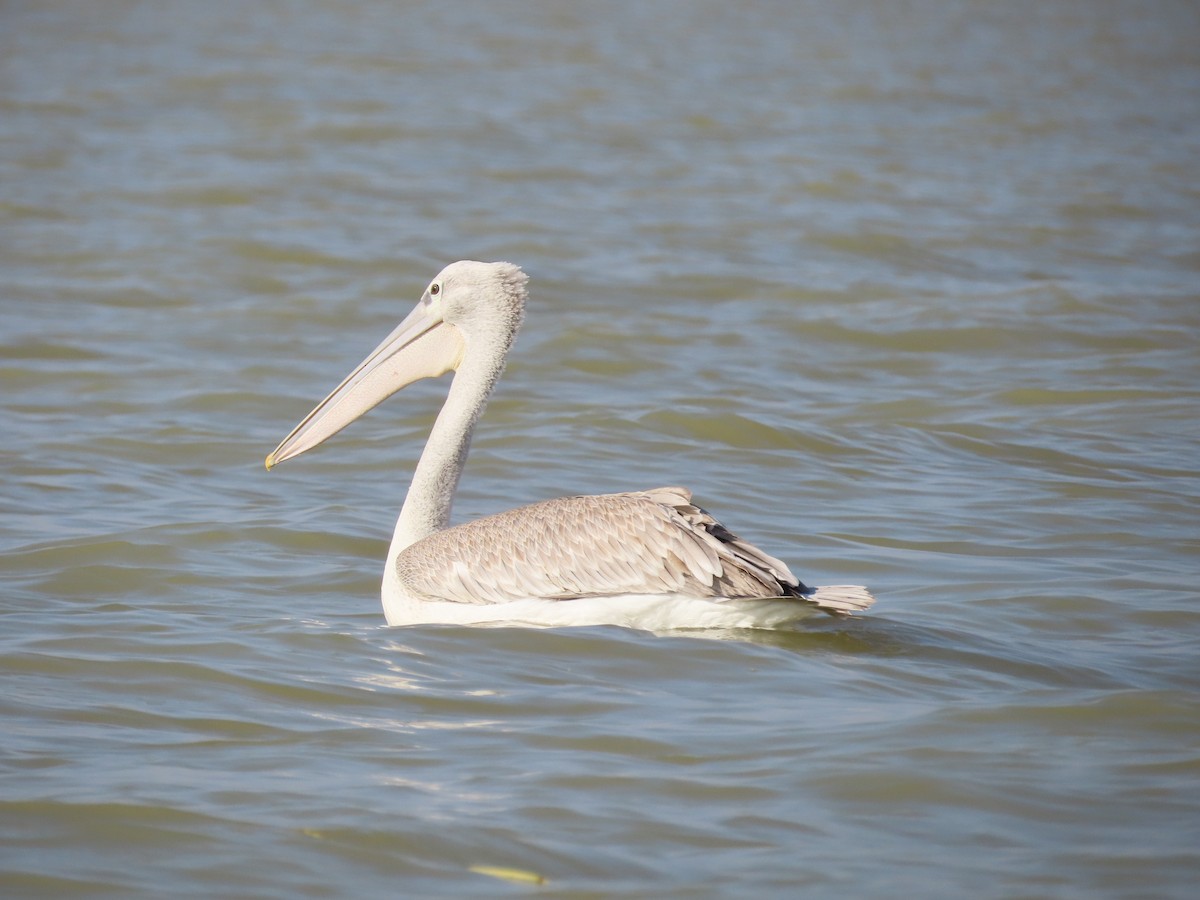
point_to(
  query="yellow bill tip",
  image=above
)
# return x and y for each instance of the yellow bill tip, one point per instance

* Exercise directions: Rewrite every row with "yellow bill tip" changed to "orange bill tip" and everything else unchanged, leaving the pictures out.

* Completed exercise:
point_to(
  query="orange bill tip",
  image=above
)
# return x and y for each instance of the orange bill tip, one point per instance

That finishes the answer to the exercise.